→ **WORK ORDER**:
Please check every line of the listing for "light" and copy each line where it is found.

→ **EXERCISE DATA**:
===
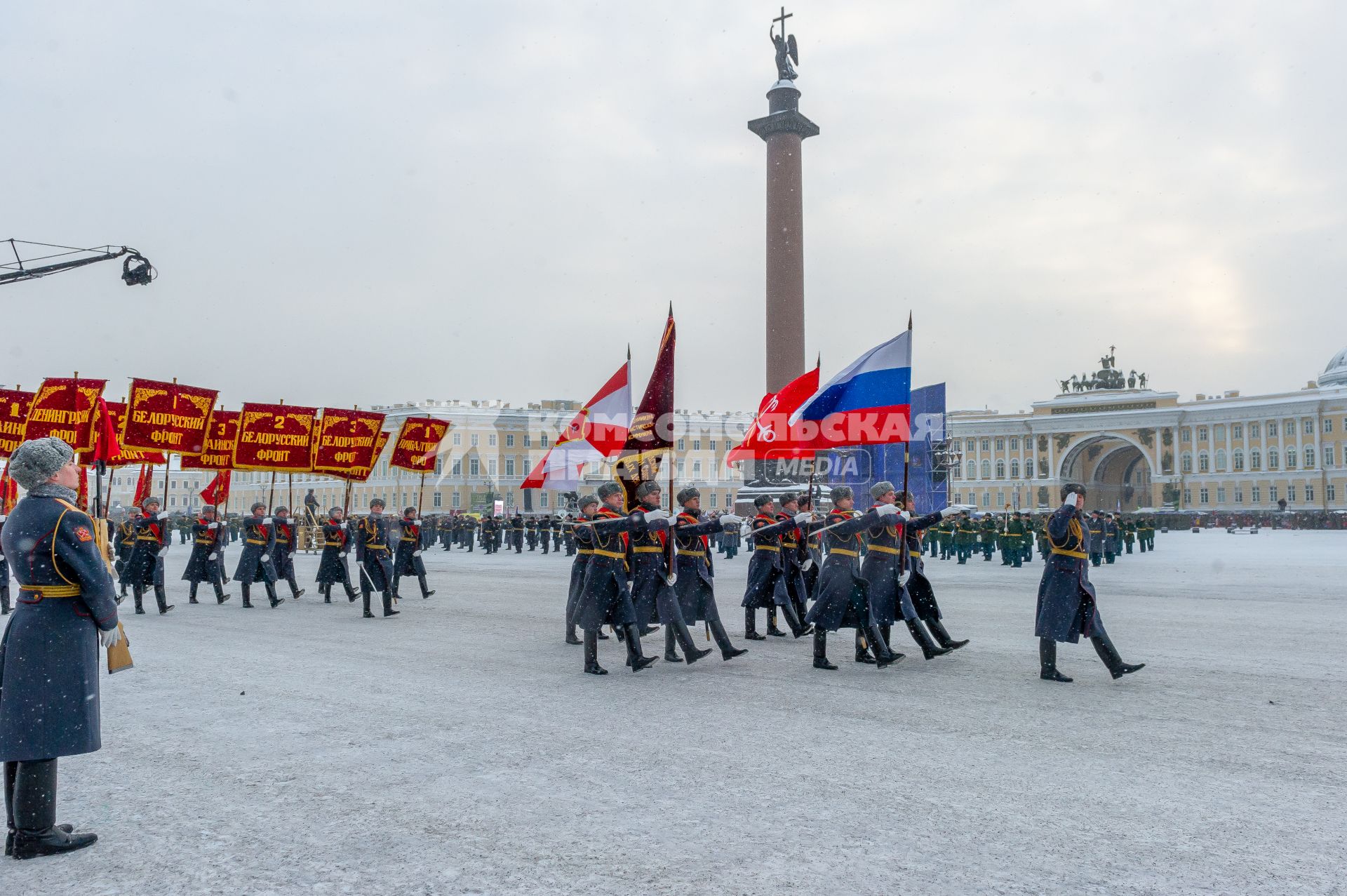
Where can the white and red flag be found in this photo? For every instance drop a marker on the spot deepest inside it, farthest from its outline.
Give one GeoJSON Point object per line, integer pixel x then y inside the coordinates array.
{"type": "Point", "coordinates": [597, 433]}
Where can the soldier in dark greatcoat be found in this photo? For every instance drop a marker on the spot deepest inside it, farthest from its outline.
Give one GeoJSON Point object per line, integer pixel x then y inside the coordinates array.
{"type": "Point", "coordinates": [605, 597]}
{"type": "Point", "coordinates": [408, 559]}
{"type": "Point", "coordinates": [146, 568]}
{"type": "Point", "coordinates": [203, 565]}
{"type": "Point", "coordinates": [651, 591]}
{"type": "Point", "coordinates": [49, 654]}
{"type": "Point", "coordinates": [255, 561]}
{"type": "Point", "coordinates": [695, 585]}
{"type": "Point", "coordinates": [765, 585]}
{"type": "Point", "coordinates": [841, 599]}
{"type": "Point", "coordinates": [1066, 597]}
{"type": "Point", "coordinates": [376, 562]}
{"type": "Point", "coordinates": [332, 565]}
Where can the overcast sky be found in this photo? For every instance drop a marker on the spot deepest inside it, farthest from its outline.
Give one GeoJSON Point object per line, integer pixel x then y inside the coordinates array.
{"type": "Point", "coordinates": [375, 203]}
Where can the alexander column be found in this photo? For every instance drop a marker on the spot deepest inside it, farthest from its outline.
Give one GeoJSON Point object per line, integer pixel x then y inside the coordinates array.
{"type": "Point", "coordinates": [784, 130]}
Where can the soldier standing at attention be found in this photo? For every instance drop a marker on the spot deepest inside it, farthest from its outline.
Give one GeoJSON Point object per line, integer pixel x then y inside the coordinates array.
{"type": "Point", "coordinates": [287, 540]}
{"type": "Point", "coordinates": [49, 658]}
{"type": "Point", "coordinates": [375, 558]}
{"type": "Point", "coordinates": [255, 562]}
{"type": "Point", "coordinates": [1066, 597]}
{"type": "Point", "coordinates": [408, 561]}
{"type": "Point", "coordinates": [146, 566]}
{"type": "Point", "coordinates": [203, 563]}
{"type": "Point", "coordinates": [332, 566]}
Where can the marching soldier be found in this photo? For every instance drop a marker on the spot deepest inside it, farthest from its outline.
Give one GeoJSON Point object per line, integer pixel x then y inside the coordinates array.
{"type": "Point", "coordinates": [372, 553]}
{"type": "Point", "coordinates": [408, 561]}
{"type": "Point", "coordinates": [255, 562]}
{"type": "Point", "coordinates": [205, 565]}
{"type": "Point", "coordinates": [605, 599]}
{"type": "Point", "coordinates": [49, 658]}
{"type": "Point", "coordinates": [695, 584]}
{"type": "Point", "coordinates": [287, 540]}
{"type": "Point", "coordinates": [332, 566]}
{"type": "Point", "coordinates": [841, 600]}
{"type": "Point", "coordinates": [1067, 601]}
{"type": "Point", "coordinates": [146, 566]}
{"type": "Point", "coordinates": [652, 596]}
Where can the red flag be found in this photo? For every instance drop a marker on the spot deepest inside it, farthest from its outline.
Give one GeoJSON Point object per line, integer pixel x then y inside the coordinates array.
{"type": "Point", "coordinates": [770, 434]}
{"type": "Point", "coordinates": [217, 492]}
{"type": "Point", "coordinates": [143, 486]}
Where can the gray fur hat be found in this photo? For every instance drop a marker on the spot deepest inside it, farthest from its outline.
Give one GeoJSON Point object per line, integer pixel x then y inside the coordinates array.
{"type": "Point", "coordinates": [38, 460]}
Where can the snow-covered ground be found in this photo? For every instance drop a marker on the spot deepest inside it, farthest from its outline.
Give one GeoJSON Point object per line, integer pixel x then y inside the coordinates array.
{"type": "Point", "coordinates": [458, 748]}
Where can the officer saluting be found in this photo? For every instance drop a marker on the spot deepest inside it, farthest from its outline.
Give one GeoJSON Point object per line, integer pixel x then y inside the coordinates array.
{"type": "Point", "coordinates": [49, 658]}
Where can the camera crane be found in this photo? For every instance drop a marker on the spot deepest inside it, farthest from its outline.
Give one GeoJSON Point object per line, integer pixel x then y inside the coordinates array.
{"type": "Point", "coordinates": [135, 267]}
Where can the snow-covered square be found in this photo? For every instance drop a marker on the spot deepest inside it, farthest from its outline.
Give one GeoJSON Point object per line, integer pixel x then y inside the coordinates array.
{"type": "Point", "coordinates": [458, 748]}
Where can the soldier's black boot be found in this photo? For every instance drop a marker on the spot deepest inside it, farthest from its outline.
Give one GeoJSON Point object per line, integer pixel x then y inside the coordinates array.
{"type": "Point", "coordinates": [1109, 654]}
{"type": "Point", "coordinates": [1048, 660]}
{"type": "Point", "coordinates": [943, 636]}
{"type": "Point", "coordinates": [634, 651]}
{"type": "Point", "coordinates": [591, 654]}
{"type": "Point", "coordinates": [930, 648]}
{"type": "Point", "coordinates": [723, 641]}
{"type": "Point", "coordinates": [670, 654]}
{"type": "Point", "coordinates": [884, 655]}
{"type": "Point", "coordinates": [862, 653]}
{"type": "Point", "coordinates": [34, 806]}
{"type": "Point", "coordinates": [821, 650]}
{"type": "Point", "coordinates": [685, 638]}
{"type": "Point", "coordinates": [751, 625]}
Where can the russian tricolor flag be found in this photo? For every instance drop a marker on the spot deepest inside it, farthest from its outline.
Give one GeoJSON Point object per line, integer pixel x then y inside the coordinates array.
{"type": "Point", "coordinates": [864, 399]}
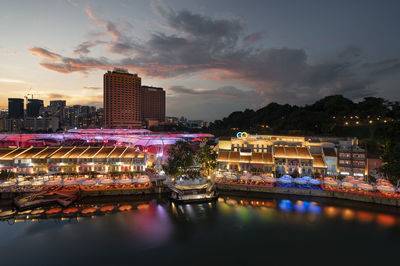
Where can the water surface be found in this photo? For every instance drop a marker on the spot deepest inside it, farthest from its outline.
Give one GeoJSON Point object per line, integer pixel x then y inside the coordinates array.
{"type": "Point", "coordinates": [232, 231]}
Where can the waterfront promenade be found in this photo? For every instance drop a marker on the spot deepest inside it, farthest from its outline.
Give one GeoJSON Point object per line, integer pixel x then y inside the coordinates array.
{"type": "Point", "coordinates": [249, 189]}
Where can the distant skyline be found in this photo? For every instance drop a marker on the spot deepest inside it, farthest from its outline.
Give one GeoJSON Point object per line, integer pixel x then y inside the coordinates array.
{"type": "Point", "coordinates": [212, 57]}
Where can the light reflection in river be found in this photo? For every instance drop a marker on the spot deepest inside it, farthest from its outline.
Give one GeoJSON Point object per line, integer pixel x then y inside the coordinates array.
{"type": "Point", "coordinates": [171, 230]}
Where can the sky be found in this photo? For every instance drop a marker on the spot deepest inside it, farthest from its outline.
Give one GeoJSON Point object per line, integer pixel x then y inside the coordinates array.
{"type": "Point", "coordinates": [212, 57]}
===
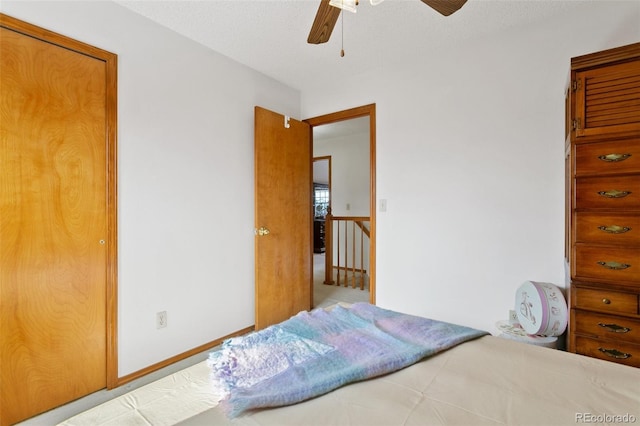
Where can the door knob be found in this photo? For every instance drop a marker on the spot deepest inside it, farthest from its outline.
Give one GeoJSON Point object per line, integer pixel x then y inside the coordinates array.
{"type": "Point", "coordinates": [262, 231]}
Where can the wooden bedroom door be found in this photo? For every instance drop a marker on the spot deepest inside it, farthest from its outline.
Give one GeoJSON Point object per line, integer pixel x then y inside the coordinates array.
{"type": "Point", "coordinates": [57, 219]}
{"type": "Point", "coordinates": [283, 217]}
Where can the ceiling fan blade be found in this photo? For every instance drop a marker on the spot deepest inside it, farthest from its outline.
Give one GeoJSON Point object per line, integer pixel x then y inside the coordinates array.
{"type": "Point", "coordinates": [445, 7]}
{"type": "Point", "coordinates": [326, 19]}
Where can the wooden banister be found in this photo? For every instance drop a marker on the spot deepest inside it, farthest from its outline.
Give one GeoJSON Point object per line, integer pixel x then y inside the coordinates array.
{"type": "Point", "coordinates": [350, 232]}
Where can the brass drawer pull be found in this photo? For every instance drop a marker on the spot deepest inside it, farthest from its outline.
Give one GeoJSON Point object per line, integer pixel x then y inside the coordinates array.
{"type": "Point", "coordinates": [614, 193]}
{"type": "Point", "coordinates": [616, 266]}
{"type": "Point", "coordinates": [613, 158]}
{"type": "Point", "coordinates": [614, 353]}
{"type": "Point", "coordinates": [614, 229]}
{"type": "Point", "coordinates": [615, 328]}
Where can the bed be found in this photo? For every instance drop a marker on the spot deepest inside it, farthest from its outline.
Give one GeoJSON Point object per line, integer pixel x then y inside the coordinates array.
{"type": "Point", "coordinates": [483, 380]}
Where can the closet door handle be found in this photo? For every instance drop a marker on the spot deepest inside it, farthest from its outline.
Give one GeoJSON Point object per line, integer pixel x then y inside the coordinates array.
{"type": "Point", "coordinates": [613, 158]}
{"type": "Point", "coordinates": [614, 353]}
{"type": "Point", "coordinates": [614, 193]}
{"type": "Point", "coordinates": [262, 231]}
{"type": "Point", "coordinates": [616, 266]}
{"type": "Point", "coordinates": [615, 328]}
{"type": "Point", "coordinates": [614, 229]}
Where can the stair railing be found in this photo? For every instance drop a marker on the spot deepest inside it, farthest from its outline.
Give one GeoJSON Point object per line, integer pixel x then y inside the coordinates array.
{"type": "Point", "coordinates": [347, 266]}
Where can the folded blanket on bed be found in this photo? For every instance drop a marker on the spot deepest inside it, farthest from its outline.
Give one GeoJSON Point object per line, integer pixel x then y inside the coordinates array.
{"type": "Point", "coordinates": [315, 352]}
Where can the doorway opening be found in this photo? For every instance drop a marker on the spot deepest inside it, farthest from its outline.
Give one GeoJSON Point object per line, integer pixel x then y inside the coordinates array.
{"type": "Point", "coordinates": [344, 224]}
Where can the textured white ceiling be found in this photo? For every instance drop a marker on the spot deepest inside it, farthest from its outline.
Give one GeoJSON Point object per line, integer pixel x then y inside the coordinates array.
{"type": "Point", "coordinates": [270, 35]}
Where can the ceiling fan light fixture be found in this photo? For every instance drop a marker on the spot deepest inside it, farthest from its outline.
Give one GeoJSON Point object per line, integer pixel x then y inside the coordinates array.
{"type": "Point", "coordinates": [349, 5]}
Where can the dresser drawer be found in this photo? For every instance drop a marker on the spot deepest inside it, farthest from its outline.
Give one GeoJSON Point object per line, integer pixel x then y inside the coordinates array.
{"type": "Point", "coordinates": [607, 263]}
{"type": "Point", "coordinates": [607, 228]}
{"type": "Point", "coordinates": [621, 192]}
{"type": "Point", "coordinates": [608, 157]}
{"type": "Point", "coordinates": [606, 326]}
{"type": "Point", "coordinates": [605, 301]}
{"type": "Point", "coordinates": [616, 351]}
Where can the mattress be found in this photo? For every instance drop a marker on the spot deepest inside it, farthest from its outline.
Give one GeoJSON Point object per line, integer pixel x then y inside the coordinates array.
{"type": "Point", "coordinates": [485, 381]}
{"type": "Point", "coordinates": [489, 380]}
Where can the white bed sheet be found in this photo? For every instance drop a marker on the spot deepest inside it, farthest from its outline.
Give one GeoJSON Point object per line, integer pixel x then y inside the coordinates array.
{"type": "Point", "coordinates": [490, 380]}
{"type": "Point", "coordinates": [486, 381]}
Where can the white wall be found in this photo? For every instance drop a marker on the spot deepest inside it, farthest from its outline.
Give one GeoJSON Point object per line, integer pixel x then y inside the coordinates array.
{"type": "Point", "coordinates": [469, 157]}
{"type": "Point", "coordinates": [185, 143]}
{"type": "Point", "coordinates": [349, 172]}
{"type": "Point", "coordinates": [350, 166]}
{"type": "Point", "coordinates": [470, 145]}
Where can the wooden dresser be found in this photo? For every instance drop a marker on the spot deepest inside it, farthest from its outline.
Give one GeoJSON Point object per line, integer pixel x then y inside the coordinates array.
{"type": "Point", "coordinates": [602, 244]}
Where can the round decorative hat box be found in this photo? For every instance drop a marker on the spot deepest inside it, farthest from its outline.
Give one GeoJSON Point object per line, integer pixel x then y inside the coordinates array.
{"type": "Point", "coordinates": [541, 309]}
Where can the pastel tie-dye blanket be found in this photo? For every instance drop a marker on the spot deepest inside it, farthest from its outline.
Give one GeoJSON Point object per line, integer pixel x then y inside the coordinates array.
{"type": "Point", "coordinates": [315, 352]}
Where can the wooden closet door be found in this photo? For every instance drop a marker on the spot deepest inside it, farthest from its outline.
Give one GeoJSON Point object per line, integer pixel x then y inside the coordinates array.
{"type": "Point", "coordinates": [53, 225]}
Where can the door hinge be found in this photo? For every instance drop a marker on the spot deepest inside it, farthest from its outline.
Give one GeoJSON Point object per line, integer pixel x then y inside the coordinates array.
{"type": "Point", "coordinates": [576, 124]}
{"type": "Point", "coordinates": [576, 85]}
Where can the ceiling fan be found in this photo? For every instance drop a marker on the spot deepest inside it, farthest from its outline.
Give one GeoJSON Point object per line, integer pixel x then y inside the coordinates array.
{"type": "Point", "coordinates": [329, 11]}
===
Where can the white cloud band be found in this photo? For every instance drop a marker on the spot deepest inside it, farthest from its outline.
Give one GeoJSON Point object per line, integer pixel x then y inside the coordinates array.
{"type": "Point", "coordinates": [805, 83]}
===
→ **RESPONSE BELOW**:
Where can the light reflection in river be found in this photo? For every instance drop a marker on the spot deepest inside it, farthest from its outline.
Where can the ceiling fan light fixture be found in this photo? For every instance drop a marker on the spot deepest inside it, farthest from its outline.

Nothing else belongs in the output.